§ **TASK DIRECTIONS**: Using the data below, repeat all of it precisely.

§ **ITEMS**:
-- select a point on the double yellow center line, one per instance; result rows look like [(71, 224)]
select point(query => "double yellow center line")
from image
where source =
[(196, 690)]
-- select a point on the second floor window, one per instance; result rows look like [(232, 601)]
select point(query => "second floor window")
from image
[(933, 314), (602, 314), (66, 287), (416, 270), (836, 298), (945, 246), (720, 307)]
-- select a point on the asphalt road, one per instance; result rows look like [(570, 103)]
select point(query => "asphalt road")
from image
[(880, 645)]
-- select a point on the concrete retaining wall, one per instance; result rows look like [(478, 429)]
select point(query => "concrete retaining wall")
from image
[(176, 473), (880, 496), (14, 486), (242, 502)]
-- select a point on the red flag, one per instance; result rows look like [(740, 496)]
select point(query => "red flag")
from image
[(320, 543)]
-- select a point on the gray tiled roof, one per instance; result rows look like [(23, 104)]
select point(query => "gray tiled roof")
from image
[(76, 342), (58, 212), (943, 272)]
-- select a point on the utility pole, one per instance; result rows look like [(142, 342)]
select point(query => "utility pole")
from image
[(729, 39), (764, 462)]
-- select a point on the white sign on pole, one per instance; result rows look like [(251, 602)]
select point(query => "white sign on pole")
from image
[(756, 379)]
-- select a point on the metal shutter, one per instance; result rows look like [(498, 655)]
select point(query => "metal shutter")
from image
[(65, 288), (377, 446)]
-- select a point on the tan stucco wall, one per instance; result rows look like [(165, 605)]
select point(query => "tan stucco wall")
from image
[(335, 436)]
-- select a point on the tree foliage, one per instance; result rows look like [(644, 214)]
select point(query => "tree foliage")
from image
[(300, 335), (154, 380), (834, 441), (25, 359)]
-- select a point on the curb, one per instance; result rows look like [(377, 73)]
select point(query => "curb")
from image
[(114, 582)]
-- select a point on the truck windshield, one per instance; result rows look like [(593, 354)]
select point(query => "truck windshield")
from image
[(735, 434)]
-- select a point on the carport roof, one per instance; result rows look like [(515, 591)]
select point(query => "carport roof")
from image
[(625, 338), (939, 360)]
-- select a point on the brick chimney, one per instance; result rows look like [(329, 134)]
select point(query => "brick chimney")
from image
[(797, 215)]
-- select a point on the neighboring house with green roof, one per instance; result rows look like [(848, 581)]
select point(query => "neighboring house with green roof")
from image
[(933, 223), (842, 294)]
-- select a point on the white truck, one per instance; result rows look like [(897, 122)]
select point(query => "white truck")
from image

§ **SOLVED PROBLEM**:
-- select a point on the double yellow center line, one per instance; result rows look like [(71, 224)]
select point(query => "double yellow center line")
from image
where source =
[(196, 690)]
-- select a point on the second floor window, one per instance; result rows look like [(232, 601)]
select point(query => "second floor window")
from image
[(933, 314), (602, 314), (66, 287), (416, 270), (836, 298), (945, 246), (720, 307)]
-- select a point on the asphalt road, one per instance; result rows look like [(570, 103)]
select point(query => "asphalt road")
from image
[(880, 645)]
-- select a point on the concrete retaining wall, one per instance; result rows look like [(478, 429)]
select point(query => "concrete retaining wall")
from image
[(176, 473), (880, 496), (14, 486), (242, 502)]
-- select a point on the red flag, one per instance; result rows look like [(740, 496)]
select point(query => "red flag")
from image
[(320, 543)]
-- select a point on the gray tiled roof, one per instance; result rows look like [(23, 104)]
select point(query => "gray tiled roof")
from image
[(76, 342), (58, 212), (943, 272)]
-- select a point on the utility pole, one per instance; result rows look like [(142, 342)]
select point(query => "utility pole")
from image
[(729, 39), (764, 462)]
-- select a point on the white sign on pole, one per instance; result rows look like [(251, 602)]
select point(query => "white sign on pole")
from image
[(756, 379)]
-- select a point on the metal shutter, one per instance; result rows look like [(498, 655)]
select point(query => "metal shutter")
from image
[(65, 288), (377, 446)]
-- select a point on the tan stucco wall, one per instance; result rows look like [(165, 605)]
select point(query => "tan stucco wall")
from image
[(335, 436)]
-- select a point on the tree foliage, one per instance; result rows look like [(644, 214)]
select point(query => "tree foliage")
from image
[(300, 335), (154, 380), (834, 441), (25, 359)]
-- select a point on the curb, one per instance; result rows look like [(377, 73)]
select point(query => "curb")
from image
[(114, 582)]
-- select a point on the truck windshield, one per instance; result rows look like [(593, 354)]
select point(query => "truck windshield")
from image
[(735, 434)]
-- select a point on the carport roof, one per instance; result rows look like [(515, 591)]
select point(query => "carport roof")
from image
[(625, 338), (939, 360)]
-- select a point on the brick chimney, one per instance; result rows look like [(329, 134)]
select point(query => "brick chimney")
from image
[(797, 215)]
-- select a point on the neighboring house with green roof, one per instance; result rows look like [(848, 581)]
select point(query => "neighboring house with green roof")
from image
[(933, 223), (842, 294)]
-- select a point on the white truck, one per instance; result rows look like [(897, 122)]
select point(query => "white truck")
from image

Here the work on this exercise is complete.